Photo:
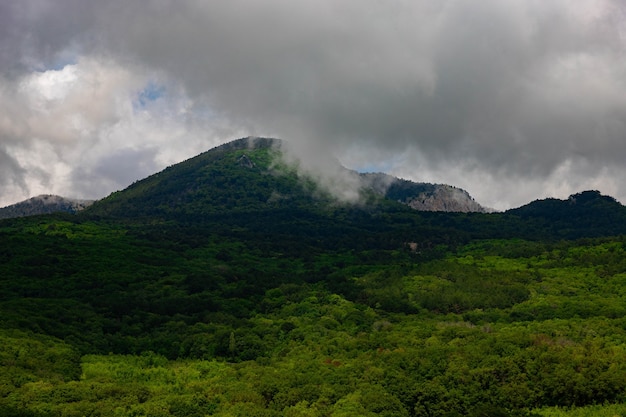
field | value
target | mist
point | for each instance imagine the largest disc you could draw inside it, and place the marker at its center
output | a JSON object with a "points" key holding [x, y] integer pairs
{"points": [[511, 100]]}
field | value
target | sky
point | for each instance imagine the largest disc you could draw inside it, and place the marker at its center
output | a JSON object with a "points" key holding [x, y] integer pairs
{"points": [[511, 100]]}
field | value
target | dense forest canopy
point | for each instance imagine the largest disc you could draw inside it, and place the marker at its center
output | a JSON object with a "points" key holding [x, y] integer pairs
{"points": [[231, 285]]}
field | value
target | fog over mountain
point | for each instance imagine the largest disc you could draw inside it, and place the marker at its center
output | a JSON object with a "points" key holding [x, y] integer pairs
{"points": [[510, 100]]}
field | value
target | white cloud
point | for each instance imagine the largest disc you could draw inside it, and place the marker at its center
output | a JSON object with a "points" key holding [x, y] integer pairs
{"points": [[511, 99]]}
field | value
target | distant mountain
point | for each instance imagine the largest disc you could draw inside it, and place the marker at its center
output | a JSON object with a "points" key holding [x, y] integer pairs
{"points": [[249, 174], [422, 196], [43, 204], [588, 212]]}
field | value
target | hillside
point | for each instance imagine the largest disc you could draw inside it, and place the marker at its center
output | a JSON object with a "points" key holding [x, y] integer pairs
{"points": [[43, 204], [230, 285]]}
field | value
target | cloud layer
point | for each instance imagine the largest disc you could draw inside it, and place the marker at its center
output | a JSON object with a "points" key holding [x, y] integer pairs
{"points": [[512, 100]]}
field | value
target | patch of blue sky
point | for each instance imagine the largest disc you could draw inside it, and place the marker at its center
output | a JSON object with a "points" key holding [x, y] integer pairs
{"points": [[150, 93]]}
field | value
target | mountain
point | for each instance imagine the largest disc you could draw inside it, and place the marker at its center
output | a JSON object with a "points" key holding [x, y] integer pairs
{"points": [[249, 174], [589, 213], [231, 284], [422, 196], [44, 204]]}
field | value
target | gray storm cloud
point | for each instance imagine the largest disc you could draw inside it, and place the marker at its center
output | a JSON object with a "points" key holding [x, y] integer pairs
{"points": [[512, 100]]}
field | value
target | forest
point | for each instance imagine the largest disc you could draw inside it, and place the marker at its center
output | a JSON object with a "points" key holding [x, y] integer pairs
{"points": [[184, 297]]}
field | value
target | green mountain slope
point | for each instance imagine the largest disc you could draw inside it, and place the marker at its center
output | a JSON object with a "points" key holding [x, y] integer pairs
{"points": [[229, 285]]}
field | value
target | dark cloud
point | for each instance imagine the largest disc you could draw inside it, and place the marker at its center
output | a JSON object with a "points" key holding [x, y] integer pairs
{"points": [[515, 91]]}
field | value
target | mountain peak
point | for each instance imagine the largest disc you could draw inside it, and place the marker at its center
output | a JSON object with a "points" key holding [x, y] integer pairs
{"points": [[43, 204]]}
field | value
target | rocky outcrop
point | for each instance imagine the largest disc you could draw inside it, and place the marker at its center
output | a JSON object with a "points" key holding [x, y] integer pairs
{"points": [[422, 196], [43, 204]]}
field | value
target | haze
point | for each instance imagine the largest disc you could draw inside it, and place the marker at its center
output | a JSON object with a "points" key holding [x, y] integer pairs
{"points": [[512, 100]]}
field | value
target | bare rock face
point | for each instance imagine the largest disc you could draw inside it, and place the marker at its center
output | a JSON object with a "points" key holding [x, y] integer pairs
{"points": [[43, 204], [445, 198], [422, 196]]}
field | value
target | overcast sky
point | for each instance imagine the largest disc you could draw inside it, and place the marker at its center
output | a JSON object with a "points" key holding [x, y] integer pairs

######

# What this task involves
Show every line of the records above that contains the word "forest".

# Exercise answer
target | dense forest canopy
target | forest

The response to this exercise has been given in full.